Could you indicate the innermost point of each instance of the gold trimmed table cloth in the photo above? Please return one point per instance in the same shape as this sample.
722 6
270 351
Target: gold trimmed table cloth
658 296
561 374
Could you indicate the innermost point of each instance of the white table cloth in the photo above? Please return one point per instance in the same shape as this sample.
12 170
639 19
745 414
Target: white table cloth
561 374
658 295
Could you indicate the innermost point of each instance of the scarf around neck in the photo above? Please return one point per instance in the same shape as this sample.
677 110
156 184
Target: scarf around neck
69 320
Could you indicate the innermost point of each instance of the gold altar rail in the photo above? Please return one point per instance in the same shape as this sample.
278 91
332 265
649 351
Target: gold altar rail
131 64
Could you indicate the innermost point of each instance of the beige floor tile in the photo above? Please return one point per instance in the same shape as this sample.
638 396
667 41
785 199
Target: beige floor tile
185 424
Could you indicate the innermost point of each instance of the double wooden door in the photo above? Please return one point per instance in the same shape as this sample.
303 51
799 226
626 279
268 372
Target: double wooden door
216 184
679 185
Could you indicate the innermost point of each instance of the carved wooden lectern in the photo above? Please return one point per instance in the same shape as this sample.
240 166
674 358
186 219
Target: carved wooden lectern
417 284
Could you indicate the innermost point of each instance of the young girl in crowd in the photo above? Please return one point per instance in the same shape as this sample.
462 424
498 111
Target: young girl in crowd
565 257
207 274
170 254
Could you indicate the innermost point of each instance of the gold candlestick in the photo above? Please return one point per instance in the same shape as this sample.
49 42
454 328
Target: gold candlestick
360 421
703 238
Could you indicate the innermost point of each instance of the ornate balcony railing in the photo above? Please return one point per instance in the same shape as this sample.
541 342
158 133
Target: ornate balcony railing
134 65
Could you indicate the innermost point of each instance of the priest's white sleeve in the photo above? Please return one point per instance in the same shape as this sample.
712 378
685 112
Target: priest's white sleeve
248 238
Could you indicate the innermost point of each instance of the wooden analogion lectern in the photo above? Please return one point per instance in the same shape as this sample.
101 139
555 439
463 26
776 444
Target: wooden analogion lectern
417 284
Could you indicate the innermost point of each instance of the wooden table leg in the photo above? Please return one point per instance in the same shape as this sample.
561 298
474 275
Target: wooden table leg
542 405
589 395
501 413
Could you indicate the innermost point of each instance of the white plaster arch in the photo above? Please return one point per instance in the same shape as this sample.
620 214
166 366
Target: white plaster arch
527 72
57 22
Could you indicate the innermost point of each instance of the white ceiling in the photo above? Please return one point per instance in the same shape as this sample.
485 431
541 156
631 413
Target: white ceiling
##########
_TASK OBJECTIVE_. Copy out every one of the lines above word for word, with nothing changed, added, or left out.

_THE RESPONSE_.
Could you indicate the innermost point of each instance of the gold trimmed table cloth in the photo above? Please return one point per instance in the same shape as this sample.
722 6
270 351
Target: gold trimmed table cloth
658 296
561 374
Could you indicate the innermost point of each instance of the white table cloth in the photo above? Please return one point per instance in the same shape as this sample.
12 170
639 19
745 414
Target: white table cloth
561 374
658 295
Could you indicate the innermost point of each instance of the scarf around neck in the photo above? Please return one point per instance in the same shape as this sample.
677 110
156 184
Target: scarf around neck
69 320
Could you indicate the innermost point of each instance of the gold altar rail in the photo above? Please return one point per instance in the same shape as this sample.
278 91
332 265
649 351
Target: gold altar rail
131 64
Could you indicate the innermost point of each instance of the beige floor tile in the photo above? Please return one point per instance in the same shape as this sample.
638 396
667 41
785 199
Target: beige floor tile
185 424
Could you indicate the innermost point of each instance of the double wooden door in the photo above? Please return one point per instance in the same shape as this sample.
303 51
799 226
626 279
268 372
Target: double wooden door
216 184
679 185
Could you indicate the innermost point of each instance of the carved wooden lectern in the photo above? Please return one point per instance in the same shape as this sample.
240 166
674 358
186 219
Target: carved wooden lectern
417 284
Could you indicate the innermost point of each instance of the young girl in crowd in the photo above? Please return one point per instance in the same shape as this sample.
462 424
498 111
Target: young girl in crowd
565 257
207 274
170 254
Could you indicate the innermost point of each instance of the gold candlestick in the photo above? Please return one point per instance in the same shape as this sample.
49 42
454 328
Target: gold candlestick
360 421
703 238
Could you indicate the innermost point of each instance of the ornate balcony railing in the photo above? Please return one point per instance in the same shape as this sample.
541 342
158 133
Target: ornate balcony railing
134 65
Could you indicate the innermost point of each instance of the priest's white sleeve in the photo above? Please return one point per instance in the same shape as this sample.
712 378
685 112
Target: priest's white sleeve
248 238
Could you indicate the innermost point of each instance of the wooden analogion lectern in the photo above? Please return one point per instance in the same shape as this sample.
101 139
555 439
463 26
776 444
Target: wooden analogion lectern
417 284
Could you indicate the innermost point of each instance of the wooden table leg in the photo above? Please return one point per instance in the same shape as this sample.
561 298
474 275
Target: wooden table leg
542 405
589 395
501 413
Could you indicate the innermost point of each instance of the white plaster arch in the photo above? Please return one point per instance in the same shape as this sample.
620 214
166 366
Target: white plaster arch
527 72
57 22
Could you indicate the innermost point of each instance of the white ceiling in the photo above? Please return one point per instance in the same shape as this sample.
485 431
541 156
631 413
Target: white ceiling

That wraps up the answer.